#### [Task requirements]
Please format the records below as a JSON list of strings, one string per line, with blank lines dropped. Leave the pictures out of the answer.

#### [Stored rows]

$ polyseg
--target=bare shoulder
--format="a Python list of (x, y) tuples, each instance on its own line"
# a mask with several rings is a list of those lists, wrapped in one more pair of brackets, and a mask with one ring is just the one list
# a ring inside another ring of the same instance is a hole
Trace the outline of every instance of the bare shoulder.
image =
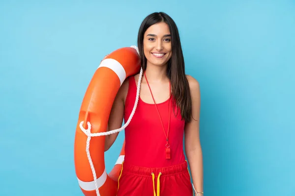
[(188, 81), (191, 92), (193, 93), (198, 92), (200, 91), (200, 84), (198, 80), (190, 75), (186, 75), (186, 78)]
[(127, 78), (123, 82), (118, 93), (117, 94), (117, 97), (119, 98), (121, 100), (124, 101), (125, 103), (125, 101), (126, 100), (126, 97), (127, 97), (127, 94), (128, 93), (128, 89), (129, 88), (129, 78)]

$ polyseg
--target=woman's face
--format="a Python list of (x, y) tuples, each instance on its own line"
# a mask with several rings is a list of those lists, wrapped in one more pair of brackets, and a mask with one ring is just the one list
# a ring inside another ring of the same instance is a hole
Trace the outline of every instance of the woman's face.
[(168, 25), (164, 22), (150, 26), (144, 35), (144, 52), (148, 64), (161, 66), (171, 57), (171, 35)]

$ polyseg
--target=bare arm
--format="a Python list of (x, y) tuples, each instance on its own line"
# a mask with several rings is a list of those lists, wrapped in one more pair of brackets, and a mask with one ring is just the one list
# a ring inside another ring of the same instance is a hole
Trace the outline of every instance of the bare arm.
[[(126, 89), (127, 88), (127, 89)], [(107, 131), (118, 129), (122, 126), (124, 117), (124, 98), (128, 91), (128, 82), (123, 83), (115, 98), (108, 124)], [(106, 136), (105, 152), (114, 144), (119, 132)]]
[[(185, 154), (189, 164), (195, 189), (198, 192), (202, 192), (203, 191), (203, 165), (199, 130), (201, 104), (200, 86), (199, 82), (193, 77), (188, 76), (187, 79), (192, 98), (192, 118), (190, 122), (186, 124), (184, 130)], [(198, 194), (203, 196), (202, 194)]]

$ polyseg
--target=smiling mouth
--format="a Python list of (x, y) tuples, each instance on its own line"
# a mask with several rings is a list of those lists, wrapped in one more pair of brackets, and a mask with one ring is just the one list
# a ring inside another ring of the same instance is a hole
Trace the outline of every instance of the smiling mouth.
[(153, 55), (155, 56), (157, 58), (162, 58), (163, 57), (166, 53), (153, 53), (151, 52)]

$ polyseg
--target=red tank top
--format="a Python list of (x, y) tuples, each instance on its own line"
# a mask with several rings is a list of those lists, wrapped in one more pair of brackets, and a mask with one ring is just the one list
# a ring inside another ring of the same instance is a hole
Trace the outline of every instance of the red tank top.
[[(137, 86), (134, 76), (129, 79), (129, 88), (126, 98), (124, 122), (126, 122), (132, 111), (136, 97)], [(124, 161), (140, 167), (158, 168), (183, 163), (185, 160), (183, 152), (184, 121), (181, 120), (180, 111), (177, 109), (172, 98), (171, 118), (169, 140), (171, 158), (165, 157), (166, 139), (158, 112), (154, 103), (144, 102), (140, 97), (134, 115), (125, 129)], [(169, 122), (169, 99), (157, 103), (166, 131)]]

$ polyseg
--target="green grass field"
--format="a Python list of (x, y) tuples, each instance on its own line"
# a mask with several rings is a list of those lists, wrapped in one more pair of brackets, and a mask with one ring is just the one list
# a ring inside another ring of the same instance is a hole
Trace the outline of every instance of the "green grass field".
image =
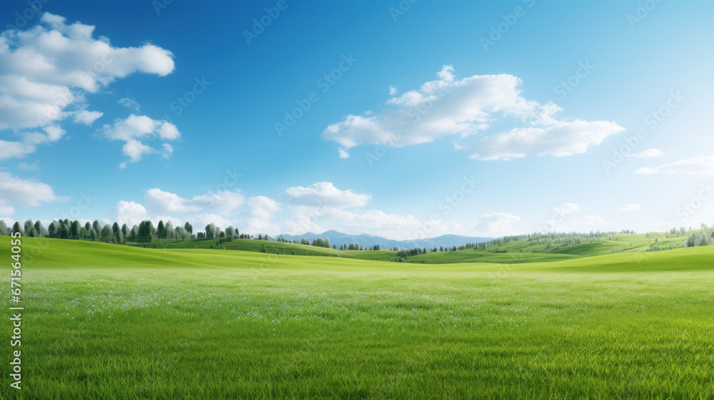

#### [Response]
[
  "$ polyseg",
  "--target=bare shoulder",
  "--format=\"a Python list of (x, y) tuples, each instance on its own line\"",
  "# a mask with several rings is a list of those lists, wrapped in one more pair of brackets, and a mask with one ring is just the one list",
  "# a ring inside another ring of the same instance is a hole",
  "Trace the outline of every instance of the bare shoulder.",
  "image =",
  "[(188, 81), (191, 92), (193, 93), (198, 92), (200, 91), (200, 84), (198, 80), (190, 75), (186, 75), (186, 78)]",
  "[(127, 78), (123, 82), (118, 93), (117, 94), (117, 97), (119, 98), (121, 100), (124, 101), (125, 103), (125, 101), (126, 100), (126, 97), (127, 97), (127, 94), (128, 93), (128, 89), (129, 88), (129, 78)]",
  "$ polyseg",
  "--target=woman's face",
  "--format=\"a Python list of (x, y) tuples, each instance on its own line\"",
  "# a mask with several rings is a list of those lists, wrapped in one more pair of brackets, and a mask with one ring is just the one list",
  "# a ring inside another ring of the same instance is a hole",
  "Trace the outline of every instance of the woman's face.",
  "[(168, 25), (164, 22), (150, 26), (144, 35), (144, 52), (148, 64), (161, 66), (171, 57), (171, 35)]",
  "$ polyseg",
  "--target=bare arm",
  "--format=\"a Python list of (x, y) tuples, each instance on its own line\"",
  "# a mask with several rings is a list of those lists, wrapped in one more pair of brackets, and a mask with one ring is just the one list",
  "# a ring inside another ring of the same instance is a hole",
  "Trace the outline of every instance of the bare arm.",
  "[[(126, 89), (127, 88), (127, 89)], [(107, 131), (118, 129), (122, 126), (124, 117), (124, 98), (128, 91), (128, 82), (123, 83), (115, 98), (108, 124)], [(106, 136), (105, 152), (114, 144), (119, 132)]]",
  "[[(185, 154), (189, 164), (195, 189), (198, 192), (202, 192), (203, 191), (203, 165), (199, 130), (201, 104), (200, 86), (199, 82), (193, 77), (188, 76), (187, 79), (192, 98), (192, 118), (190, 122), (186, 124), (184, 130)], [(198, 194), (203, 196), (202, 194)]]",
  "$ polyseg",
  "--target=smiling mouth",
  "--format=\"a Python list of (x, y) tuples, each instance on its own line\"",
  "# a mask with several rings is a list of those lists, wrapped in one more pair of brackets, and a mask with one ring is just the one list",
  "# a ring inside another ring of the same instance is a hole",
  "Trace the outline of every instance of the smiling mouth.",
  "[(153, 55), (155, 56), (157, 58), (162, 58), (163, 57), (166, 53), (153, 53), (151, 52)]",
  "$ polyseg",
  "--target=red tank top",
  "--format=\"a Python list of (x, y) tuples, each instance on its own line\"",
  "# a mask with several rings is a list of those lists, wrapped in one more pair of brackets, and a mask with one ring is just the one list",
  "# a ring inside another ring of the same instance is a hole",
  "Trace the outline of every instance of the red tank top.",
  "[[(137, 86), (134, 76), (129, 79), (129, 88), (126, 98), (124, 122), (126, 122), (132, 111), (136, 97)], [(124, 161), (140, 167), (158, 168), (183, 163), (185, 160), (183, 152), (184, 121), (181, 120), (180, 111), (177, 109), (172, 98), (171, 118), (169, 140), (171, 158), (165, 157), (166, 139), (158, 112), (154, 103), (144, 102), (140, 97), (134, 115), (125, 129)], [(169, 122), (169, 99), (157, 103), (166, 131)]]",
  "$ polyseg",
  "--target=\"green grass field\"",
  "--format=\"a Python list of (x, y) tuples, each instance on its own line\"",
  "# a mask with several rings is a list of those lists, wrapped in one more pair of brackets, and a mask with one ring is just the one list",
  "# a ring inside another ring of the same instance is a hole",
  "Trace the outline of every instance of the \"green grass field\".",
  "image ="
]